» **Task brief**
Pick out and copy every line below that has the word "pane".

Dataset entries
# # #

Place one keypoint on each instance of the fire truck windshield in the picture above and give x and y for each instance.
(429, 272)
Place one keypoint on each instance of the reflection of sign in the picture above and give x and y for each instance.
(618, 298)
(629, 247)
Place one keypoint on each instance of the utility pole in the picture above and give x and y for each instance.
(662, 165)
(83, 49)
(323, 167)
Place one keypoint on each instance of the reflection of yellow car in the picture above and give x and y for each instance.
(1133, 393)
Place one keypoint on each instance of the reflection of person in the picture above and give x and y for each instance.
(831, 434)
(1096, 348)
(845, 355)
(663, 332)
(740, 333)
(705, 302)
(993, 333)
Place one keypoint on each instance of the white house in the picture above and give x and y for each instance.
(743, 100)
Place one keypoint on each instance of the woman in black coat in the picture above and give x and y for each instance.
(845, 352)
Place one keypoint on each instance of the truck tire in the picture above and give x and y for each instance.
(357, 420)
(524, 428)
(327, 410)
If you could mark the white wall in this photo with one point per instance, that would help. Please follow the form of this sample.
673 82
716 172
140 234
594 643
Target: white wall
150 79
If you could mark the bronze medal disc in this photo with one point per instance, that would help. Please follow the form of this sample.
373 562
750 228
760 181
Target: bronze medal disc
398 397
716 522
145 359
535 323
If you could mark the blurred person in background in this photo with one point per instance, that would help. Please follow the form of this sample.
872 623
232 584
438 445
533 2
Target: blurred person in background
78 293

# # #

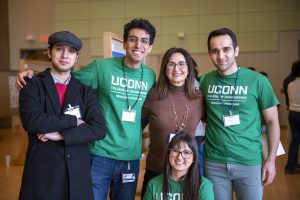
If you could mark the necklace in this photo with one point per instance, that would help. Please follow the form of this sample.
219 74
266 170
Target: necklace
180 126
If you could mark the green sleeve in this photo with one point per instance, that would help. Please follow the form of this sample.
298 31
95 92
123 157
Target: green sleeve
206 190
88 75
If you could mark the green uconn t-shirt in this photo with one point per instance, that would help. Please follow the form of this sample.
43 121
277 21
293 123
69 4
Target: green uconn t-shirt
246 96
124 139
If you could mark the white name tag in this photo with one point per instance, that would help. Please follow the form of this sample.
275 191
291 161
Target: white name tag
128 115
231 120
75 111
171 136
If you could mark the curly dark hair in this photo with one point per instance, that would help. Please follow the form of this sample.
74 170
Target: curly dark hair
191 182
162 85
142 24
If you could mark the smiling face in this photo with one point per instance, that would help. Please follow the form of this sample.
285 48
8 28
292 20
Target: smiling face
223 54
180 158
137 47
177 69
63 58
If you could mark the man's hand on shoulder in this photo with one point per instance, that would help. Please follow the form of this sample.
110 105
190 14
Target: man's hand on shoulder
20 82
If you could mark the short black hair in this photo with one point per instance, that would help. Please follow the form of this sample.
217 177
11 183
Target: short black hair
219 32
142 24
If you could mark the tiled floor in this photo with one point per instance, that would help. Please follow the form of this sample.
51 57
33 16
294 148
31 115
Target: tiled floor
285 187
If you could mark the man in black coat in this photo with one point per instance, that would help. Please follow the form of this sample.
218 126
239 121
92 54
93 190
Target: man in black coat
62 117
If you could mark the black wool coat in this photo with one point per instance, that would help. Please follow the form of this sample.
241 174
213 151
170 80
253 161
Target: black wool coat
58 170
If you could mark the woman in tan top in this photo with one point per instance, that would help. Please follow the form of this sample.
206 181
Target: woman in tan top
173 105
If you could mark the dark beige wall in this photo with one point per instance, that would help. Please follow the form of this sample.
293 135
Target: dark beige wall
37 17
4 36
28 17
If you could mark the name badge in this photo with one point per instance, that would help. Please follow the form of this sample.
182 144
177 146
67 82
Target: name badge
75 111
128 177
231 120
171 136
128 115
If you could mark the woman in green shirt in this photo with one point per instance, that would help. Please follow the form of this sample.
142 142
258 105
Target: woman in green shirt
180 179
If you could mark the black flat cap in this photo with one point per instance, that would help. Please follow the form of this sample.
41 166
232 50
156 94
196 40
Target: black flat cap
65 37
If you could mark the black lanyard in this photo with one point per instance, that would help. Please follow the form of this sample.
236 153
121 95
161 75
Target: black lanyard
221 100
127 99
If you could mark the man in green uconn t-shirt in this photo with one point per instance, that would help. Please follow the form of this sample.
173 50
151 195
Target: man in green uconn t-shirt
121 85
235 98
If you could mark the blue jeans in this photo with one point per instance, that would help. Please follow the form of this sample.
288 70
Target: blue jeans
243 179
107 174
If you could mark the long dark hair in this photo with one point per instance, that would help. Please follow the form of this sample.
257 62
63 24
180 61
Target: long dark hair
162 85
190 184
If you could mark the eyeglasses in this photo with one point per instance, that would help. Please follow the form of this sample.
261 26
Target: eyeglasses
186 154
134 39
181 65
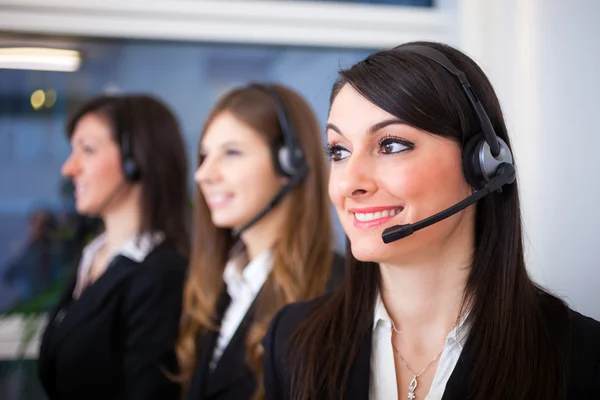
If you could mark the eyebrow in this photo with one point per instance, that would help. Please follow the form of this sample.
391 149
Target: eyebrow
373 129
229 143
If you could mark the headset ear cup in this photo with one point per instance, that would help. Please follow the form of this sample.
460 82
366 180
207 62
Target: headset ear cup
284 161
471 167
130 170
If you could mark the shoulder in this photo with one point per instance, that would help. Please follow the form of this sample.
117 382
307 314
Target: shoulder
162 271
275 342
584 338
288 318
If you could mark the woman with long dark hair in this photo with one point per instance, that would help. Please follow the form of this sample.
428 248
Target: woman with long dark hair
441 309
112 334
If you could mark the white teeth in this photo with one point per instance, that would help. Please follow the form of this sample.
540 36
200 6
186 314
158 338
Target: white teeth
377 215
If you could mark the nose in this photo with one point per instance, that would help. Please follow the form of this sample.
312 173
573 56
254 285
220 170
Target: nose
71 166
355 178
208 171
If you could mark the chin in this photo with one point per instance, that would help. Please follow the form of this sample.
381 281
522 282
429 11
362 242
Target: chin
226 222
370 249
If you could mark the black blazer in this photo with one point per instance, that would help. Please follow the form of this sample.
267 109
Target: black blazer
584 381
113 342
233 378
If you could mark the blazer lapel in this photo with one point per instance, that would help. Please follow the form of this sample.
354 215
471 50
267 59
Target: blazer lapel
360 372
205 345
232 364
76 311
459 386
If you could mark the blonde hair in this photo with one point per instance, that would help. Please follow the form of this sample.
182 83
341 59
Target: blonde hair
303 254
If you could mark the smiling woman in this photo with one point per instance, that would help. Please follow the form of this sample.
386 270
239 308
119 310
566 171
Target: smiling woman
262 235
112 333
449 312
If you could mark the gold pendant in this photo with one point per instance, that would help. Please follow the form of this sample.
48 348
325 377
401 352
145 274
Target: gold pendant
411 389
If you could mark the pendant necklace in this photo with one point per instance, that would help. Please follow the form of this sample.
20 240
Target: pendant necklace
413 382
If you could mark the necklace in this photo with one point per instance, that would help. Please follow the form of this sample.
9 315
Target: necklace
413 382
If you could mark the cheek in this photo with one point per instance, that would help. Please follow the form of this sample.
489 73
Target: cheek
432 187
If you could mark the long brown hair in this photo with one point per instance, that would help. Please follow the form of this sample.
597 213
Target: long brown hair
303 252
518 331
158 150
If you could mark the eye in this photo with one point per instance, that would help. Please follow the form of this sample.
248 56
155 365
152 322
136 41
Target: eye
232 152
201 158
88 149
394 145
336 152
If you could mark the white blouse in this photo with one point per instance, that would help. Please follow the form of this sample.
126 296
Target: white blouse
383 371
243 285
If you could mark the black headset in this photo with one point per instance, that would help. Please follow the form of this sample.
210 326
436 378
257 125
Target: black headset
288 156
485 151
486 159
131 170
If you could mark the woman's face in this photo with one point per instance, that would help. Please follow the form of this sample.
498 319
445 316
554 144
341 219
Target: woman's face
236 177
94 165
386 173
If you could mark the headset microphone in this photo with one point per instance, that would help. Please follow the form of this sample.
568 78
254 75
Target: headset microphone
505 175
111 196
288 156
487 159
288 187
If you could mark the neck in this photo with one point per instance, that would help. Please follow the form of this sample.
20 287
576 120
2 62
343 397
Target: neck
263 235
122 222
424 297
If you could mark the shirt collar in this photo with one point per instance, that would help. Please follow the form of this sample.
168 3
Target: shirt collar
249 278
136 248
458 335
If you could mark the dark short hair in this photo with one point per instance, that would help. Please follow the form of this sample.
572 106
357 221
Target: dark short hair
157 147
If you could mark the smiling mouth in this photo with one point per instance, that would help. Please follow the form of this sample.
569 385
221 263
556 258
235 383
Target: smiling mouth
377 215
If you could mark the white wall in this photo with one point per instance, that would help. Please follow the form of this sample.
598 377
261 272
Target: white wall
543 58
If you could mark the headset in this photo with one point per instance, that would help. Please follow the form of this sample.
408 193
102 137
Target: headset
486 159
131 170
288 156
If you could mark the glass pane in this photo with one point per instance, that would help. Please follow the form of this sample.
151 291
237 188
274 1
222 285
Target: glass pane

# # #

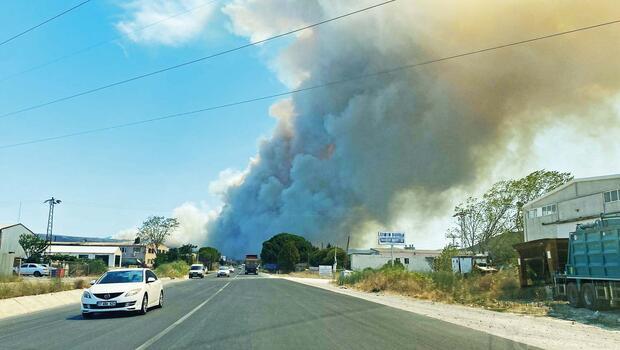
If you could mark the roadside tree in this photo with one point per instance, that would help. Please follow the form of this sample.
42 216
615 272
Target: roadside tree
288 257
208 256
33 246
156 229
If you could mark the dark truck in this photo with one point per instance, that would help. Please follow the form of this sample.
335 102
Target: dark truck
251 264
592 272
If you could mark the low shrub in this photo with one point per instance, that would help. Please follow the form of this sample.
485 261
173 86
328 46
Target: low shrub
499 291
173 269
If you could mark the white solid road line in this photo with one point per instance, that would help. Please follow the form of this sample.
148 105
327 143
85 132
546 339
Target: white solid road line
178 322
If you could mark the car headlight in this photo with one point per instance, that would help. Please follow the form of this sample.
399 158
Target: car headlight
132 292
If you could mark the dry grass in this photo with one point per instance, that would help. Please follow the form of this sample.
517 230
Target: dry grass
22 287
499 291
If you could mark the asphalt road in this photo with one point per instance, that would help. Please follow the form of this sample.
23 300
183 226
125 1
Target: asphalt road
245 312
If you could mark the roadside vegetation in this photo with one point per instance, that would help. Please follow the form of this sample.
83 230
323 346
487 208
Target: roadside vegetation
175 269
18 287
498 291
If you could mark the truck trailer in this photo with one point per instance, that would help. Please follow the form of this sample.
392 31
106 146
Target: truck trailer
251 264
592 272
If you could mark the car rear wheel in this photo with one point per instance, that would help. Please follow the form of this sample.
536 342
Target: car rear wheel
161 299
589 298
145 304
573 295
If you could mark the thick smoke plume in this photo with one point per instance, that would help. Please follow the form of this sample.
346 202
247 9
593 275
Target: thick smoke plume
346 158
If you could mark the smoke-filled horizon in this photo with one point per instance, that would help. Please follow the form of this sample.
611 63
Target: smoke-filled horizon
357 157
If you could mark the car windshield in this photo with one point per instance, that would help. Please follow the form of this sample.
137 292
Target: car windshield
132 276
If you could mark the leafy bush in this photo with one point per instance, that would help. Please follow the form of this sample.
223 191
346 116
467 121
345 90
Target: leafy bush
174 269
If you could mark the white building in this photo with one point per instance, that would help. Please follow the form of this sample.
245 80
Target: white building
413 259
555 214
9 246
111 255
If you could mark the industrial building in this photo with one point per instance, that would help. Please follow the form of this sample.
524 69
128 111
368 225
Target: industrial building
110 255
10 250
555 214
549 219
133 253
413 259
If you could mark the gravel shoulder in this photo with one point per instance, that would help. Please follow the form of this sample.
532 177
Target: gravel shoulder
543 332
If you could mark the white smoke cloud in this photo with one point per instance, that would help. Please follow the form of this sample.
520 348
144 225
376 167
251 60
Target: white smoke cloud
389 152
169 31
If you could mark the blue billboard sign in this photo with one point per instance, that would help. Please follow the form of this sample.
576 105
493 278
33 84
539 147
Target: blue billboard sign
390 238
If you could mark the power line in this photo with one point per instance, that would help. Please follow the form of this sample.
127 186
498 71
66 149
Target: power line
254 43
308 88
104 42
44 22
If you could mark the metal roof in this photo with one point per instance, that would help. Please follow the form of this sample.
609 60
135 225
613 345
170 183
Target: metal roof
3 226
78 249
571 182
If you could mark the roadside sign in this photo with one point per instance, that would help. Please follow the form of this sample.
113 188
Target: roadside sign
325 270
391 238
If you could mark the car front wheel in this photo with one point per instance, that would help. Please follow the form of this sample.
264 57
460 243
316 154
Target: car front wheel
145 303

# # #

» **The completed task**
If you could mark the glass pane in this photo with one point per instance, that would help. Please follow the form of this sample.
Target: glass pane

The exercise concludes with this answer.